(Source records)
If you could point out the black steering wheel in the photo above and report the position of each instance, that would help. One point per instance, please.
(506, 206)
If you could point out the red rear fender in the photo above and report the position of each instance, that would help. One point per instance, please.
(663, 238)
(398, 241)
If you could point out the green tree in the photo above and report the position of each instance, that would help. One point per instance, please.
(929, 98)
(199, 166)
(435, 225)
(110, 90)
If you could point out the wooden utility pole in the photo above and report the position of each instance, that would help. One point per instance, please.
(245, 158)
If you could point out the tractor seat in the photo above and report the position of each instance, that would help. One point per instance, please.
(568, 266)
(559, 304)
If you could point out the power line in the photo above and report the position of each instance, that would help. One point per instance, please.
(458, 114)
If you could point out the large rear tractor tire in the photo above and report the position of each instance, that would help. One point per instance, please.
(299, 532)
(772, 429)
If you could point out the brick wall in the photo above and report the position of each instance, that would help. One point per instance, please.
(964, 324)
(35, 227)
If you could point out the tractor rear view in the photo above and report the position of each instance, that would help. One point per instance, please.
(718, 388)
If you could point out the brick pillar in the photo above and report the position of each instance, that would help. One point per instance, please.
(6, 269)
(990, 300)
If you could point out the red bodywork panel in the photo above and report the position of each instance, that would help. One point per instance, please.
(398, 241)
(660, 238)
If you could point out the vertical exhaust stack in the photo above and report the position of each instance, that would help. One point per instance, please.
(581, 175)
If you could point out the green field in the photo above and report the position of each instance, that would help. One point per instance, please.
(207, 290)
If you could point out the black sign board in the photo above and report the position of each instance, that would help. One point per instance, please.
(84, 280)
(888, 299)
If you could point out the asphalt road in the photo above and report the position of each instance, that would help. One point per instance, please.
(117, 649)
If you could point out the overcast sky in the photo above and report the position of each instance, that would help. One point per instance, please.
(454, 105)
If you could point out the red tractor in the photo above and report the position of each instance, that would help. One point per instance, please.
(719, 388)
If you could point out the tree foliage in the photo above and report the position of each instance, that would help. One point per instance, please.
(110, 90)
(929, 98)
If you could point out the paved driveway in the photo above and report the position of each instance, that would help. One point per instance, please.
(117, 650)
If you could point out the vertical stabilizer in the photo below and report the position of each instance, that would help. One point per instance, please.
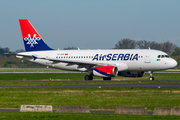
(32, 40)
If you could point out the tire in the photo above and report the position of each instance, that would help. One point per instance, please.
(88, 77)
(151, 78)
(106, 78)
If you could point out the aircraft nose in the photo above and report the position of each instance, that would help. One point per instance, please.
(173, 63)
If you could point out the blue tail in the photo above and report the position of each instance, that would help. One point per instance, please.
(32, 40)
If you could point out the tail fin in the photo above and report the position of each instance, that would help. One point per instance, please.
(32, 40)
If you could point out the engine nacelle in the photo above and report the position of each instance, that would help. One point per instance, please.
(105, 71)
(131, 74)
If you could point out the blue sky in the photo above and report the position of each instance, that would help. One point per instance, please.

...

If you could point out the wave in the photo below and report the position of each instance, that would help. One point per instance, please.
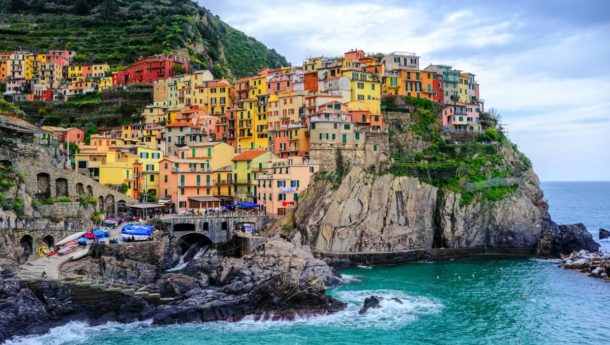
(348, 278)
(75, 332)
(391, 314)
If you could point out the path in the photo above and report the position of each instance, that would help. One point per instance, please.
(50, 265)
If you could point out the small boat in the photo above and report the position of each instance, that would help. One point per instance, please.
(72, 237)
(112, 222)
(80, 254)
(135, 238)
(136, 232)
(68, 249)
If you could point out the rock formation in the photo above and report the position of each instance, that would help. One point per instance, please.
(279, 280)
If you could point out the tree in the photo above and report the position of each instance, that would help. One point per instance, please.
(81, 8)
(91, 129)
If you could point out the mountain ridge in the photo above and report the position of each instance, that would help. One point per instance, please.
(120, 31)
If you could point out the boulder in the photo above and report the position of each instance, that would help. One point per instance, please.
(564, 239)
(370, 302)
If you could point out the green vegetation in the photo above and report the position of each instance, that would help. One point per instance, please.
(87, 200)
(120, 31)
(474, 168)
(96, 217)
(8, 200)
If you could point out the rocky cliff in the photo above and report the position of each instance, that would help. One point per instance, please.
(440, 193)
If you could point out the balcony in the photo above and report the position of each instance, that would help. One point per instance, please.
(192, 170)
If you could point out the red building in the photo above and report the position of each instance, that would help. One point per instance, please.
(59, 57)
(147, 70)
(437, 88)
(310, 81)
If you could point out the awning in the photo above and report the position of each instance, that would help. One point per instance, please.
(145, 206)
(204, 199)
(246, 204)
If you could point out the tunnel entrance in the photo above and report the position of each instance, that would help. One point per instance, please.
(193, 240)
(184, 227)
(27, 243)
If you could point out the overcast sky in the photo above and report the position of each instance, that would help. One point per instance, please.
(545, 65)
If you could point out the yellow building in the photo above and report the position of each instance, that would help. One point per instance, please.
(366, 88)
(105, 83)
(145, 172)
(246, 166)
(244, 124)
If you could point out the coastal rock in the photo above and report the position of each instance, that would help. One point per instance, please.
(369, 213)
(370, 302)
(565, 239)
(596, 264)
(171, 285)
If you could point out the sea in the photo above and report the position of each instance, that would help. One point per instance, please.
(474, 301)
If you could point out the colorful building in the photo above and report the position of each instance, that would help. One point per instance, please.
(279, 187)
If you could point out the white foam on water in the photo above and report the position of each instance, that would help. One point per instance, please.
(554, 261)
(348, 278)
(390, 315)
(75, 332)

...

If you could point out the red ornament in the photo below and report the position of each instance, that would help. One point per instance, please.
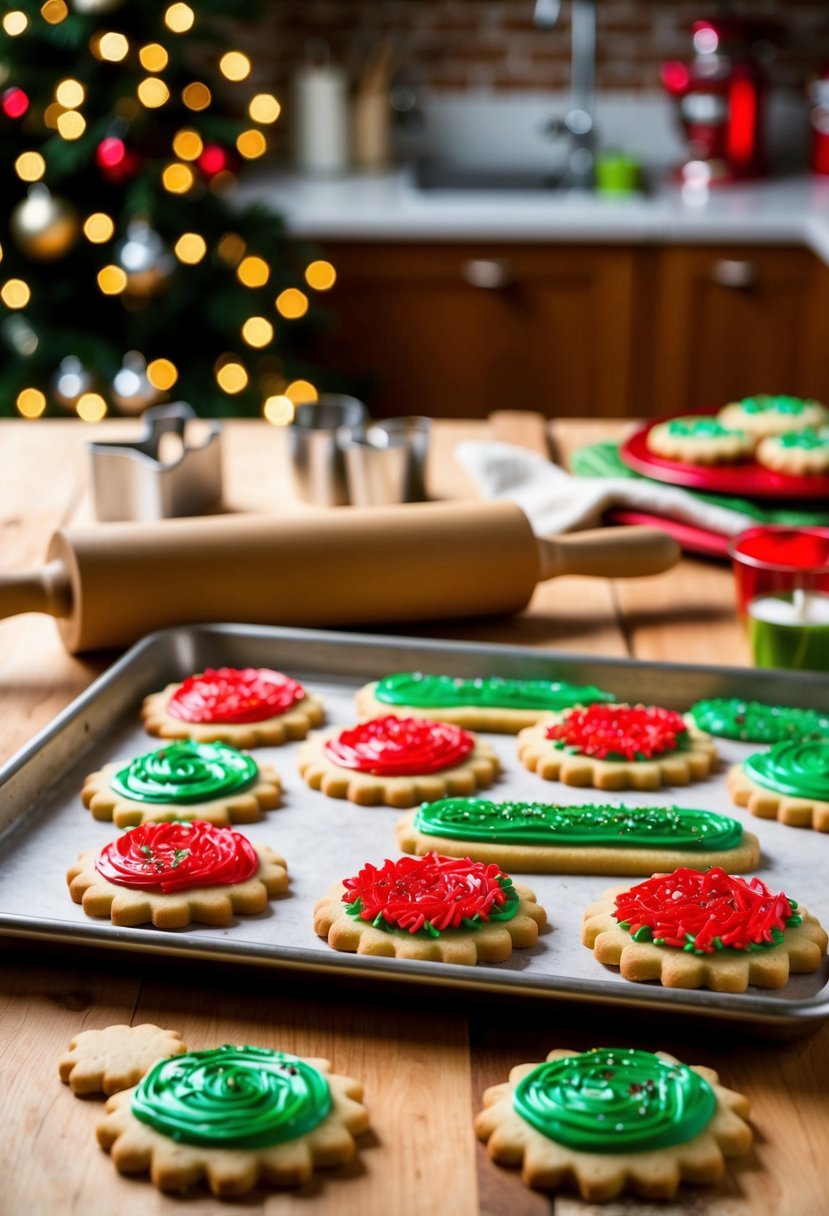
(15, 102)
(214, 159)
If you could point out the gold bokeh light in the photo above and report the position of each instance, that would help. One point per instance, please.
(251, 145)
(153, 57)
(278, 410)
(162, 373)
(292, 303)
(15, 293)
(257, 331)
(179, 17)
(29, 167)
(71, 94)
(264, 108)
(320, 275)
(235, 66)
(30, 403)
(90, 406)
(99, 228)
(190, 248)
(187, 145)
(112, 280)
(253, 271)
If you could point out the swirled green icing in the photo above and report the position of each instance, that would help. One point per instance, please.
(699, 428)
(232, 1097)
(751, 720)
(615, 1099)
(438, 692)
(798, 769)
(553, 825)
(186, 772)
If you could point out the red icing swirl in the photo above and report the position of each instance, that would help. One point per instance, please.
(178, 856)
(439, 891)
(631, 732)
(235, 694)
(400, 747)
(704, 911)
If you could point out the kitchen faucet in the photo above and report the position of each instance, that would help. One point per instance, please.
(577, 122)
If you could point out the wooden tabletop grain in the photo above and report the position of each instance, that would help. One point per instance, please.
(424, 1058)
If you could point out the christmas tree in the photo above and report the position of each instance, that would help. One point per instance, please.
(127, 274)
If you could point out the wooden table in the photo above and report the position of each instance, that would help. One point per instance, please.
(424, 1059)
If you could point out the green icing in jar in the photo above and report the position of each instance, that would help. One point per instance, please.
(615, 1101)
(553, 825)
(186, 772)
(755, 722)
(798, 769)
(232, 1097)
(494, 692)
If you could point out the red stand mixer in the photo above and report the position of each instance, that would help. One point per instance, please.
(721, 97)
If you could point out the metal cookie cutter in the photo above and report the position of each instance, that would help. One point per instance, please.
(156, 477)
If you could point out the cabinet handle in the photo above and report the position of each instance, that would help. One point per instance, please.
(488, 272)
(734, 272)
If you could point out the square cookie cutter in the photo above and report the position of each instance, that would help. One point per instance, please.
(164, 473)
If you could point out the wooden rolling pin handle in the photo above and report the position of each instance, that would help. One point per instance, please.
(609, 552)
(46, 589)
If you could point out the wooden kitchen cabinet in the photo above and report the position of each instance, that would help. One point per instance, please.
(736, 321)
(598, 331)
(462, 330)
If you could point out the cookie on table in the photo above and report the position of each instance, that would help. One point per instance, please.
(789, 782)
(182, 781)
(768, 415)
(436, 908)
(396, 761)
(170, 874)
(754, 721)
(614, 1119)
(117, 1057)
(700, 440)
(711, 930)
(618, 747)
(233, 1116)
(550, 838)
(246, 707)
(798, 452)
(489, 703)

◆ **Given exercise**: Collect every line in the rows above that contains the string "cutter".

◆ **Task response**:
If you could point out the metal cookie cutter in the photo above and report the position of each instance, that would help. One point per instance, please.
If you could point out the square cookie cutter in the photo above and report the position of each instance, that would help. One point per instance, please.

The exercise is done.